◆ **Stored rows**

++++++++++++++++++++

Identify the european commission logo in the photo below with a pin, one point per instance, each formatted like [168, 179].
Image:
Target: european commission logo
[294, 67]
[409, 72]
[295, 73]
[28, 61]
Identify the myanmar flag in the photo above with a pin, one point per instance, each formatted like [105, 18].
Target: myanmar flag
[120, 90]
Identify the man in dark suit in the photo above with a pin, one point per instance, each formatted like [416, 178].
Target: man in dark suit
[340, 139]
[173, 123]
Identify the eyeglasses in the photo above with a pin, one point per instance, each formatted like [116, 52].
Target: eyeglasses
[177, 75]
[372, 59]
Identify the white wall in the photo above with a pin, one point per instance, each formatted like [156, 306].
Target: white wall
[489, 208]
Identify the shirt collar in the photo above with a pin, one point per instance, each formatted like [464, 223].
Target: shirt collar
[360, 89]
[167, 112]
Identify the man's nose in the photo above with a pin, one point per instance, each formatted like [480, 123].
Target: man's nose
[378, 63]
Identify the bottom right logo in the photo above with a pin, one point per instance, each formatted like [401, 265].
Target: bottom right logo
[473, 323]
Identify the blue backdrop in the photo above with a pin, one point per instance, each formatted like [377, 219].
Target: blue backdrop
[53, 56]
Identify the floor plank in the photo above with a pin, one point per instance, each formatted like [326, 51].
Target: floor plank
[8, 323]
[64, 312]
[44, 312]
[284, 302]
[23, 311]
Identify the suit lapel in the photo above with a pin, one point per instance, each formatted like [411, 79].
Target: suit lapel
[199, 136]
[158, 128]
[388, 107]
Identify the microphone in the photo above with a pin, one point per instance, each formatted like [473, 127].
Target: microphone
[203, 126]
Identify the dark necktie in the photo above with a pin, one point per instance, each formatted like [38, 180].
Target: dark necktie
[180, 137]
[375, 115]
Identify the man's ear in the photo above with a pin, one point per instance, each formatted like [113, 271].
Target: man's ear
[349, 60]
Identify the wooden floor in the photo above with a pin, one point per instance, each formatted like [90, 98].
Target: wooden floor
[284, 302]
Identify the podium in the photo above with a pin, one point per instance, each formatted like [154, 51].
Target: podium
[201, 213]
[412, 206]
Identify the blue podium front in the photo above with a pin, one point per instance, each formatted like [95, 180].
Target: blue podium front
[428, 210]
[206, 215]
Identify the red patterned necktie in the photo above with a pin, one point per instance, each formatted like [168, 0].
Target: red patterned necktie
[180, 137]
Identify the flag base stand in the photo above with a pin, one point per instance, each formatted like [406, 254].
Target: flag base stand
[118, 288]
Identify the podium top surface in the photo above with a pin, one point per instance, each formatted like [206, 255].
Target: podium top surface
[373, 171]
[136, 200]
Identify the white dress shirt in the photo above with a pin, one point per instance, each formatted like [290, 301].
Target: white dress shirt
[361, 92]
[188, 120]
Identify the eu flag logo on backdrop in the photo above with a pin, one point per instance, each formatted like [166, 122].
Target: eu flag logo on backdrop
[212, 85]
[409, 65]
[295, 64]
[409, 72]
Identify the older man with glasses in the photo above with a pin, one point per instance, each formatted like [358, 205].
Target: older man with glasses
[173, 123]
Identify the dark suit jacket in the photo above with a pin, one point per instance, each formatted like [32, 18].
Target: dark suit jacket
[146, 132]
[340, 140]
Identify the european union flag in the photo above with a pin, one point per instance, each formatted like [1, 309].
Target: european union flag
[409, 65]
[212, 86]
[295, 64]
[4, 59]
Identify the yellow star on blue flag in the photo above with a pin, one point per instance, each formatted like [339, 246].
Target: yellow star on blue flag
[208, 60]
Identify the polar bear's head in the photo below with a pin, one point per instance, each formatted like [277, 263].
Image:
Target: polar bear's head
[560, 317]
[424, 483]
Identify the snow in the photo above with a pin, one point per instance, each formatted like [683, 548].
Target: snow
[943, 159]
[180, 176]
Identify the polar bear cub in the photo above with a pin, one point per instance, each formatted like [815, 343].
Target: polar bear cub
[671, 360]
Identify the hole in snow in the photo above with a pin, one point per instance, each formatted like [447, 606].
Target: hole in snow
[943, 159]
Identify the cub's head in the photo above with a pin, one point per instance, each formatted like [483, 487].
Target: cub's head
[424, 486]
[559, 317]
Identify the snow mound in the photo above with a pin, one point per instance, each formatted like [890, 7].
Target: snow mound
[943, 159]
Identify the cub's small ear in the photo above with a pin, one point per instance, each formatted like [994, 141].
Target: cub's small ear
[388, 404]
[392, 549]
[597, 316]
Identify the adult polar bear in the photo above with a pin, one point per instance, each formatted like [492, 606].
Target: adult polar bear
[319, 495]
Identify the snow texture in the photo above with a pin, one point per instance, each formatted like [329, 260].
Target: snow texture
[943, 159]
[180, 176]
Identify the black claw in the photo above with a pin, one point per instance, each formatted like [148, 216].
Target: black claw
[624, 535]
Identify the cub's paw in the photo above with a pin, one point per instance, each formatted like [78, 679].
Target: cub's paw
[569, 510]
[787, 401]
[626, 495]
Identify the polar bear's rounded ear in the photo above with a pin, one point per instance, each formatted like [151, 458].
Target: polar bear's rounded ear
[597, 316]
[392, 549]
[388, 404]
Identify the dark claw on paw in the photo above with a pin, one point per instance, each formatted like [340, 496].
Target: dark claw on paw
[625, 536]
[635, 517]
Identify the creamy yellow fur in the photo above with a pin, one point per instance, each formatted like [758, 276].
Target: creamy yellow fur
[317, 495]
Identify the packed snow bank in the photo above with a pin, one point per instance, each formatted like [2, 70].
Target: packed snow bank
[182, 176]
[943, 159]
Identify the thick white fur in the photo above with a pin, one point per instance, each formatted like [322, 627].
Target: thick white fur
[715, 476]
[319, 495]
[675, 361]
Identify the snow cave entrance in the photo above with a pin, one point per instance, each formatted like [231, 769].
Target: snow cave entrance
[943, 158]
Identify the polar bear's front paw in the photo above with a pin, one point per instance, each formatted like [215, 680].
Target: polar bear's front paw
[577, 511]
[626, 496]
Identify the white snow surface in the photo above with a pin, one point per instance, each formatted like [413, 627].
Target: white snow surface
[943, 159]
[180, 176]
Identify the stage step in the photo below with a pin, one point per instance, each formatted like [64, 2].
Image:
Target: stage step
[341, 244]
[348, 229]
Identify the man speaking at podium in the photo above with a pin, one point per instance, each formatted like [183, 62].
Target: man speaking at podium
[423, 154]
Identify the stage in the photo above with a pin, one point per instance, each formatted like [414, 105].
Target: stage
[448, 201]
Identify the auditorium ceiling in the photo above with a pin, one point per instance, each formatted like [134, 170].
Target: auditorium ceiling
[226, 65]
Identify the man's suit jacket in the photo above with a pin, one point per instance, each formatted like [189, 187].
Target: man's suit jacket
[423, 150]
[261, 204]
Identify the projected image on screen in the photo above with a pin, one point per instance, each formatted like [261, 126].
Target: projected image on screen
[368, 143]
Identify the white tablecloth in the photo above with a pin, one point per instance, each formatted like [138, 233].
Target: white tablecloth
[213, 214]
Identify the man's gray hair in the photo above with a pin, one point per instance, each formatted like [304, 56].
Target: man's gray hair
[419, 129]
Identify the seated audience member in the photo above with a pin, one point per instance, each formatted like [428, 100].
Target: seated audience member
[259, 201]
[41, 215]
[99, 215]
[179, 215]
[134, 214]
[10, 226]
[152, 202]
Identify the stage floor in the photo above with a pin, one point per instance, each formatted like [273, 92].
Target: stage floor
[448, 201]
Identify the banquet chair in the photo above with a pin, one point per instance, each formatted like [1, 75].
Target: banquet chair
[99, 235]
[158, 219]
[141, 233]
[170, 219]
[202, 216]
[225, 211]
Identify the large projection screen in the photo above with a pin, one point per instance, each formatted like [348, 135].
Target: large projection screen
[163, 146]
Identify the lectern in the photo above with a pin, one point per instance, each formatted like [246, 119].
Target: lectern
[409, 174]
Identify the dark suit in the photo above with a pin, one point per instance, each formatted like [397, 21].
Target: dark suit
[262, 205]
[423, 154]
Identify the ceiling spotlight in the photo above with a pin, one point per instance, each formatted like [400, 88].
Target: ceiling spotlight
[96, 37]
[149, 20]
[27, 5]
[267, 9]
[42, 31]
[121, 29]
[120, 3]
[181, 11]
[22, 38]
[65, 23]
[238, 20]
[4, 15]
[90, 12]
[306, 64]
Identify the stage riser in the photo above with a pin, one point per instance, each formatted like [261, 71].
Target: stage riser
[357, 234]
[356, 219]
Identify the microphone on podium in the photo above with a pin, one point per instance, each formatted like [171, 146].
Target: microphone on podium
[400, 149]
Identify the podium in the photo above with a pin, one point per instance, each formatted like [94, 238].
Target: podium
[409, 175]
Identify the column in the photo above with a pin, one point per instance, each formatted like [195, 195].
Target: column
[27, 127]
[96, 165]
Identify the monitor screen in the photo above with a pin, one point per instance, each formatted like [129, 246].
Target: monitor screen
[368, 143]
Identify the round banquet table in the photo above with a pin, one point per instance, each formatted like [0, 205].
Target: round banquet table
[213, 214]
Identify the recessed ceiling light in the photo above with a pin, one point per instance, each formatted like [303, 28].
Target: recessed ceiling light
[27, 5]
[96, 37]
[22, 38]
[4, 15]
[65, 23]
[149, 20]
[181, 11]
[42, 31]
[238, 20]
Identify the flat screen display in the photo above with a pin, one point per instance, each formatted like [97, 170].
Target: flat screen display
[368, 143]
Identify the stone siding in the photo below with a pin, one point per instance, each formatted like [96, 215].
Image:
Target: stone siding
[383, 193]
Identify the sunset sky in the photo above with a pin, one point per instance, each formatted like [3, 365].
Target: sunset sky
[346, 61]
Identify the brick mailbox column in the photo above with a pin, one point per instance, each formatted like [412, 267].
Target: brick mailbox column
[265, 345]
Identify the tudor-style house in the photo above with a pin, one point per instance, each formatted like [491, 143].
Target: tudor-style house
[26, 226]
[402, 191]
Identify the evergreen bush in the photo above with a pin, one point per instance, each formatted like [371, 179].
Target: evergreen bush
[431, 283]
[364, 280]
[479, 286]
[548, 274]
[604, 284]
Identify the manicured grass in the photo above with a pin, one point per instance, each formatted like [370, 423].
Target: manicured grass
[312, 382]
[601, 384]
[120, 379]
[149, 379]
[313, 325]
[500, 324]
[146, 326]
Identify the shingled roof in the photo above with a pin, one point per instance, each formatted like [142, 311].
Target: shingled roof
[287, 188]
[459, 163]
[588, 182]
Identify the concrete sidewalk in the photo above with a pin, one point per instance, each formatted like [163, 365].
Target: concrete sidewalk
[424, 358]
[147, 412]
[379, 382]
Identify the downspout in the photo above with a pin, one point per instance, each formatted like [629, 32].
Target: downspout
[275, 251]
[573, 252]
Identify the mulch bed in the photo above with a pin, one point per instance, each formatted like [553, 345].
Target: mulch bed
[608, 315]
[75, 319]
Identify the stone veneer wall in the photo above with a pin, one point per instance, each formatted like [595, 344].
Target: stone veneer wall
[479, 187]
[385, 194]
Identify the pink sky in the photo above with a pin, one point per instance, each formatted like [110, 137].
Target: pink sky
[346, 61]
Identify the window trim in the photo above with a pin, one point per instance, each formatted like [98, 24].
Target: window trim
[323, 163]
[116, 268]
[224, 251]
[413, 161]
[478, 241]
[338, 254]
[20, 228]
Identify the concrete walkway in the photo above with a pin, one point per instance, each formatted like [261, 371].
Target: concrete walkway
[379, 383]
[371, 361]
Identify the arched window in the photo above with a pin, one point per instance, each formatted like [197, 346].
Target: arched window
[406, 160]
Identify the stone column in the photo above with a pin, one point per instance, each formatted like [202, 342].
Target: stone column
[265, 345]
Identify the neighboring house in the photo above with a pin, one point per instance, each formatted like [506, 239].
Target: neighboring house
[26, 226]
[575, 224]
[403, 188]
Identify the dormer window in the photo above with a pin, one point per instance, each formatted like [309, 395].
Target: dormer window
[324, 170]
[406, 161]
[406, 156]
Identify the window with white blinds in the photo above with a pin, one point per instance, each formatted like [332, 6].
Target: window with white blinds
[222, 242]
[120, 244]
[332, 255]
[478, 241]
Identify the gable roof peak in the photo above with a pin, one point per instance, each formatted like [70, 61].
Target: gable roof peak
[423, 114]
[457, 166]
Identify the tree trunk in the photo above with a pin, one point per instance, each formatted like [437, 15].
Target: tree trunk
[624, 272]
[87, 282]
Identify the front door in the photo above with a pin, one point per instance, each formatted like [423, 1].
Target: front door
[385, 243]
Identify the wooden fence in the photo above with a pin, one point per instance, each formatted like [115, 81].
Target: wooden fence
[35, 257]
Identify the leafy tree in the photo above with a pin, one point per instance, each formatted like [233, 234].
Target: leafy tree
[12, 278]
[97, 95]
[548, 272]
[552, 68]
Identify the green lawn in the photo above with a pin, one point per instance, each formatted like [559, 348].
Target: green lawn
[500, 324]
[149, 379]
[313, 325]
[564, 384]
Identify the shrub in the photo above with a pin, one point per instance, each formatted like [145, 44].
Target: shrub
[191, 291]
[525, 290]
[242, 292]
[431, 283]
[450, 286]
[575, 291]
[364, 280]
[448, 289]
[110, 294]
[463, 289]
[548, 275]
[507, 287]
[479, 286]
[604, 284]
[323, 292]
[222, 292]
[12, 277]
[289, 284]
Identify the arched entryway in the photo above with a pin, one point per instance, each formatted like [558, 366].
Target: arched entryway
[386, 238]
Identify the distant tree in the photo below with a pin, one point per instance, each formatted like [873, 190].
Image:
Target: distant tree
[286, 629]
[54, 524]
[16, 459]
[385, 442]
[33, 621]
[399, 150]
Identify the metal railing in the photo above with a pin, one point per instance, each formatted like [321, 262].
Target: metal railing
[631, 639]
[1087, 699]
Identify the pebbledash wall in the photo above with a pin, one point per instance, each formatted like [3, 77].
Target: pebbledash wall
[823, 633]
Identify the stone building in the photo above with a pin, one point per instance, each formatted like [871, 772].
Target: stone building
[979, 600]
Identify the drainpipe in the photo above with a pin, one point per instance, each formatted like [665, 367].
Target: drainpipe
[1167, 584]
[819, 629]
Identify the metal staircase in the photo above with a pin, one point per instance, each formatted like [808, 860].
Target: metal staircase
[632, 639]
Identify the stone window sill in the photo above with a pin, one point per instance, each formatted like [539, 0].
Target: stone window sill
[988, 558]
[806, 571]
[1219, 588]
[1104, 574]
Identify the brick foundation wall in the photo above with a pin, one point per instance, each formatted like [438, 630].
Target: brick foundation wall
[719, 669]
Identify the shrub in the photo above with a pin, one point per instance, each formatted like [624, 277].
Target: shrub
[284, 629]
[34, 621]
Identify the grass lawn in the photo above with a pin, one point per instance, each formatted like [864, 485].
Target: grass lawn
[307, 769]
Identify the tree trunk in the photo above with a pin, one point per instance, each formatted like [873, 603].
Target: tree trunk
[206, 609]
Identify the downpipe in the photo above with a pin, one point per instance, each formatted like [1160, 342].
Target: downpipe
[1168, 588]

++++++++++++++++++++

Scale the material from the line with "Identify the drainpipe" up to and including its last line: rewrite those lines, requests included, multiplying every point coordinate in the answers by 1.05 and rounding to whole numbers, with halves rounded up. Leave the format samples in the requests unchanged.

◆ **Output**
Identify the drainpipe in the photo above with a pin, one point per instance, each formatted like [665, 367].
Target: drainpipe
[1225, 613]
[860, 660]
Identify the metal staircase in the photo above with a pin, one point per instance, each formatted like [808, 860].
Target: metal staircase
[664, 671]
Identify the stone window sill in the photo above with a pin, one point per instance, each formatted like [539, 0].
Target: stone window sill
[1037, 586]
[846, 600]
[1280, 617]
[1159, 603]
Identify the brick foundation wall in the photo above with a pin, one point per instance, each formatted like [438, 630].
Target: brick foundation wall
[755, 702]
Identify the shrub in the photo above with a pin, one point per instance, each formatted like [624, 277].
Target: shrub
[298, 660]
[36, 652]
Identify the grass lawn in the photo above with a pin, one point per instance, each formatted like [864, 485].
Target: grass lawn
[322, 807]
Identify the tree trunk in the photo above with a pin, one point per instance, each formatted like [873, 603].
Target: tree trunk
[216, 639]
Identify the downpipe in the photo above with a pin, one point per instance, each formatted like [1160, 342].
Target: downpipe
[1226, 617]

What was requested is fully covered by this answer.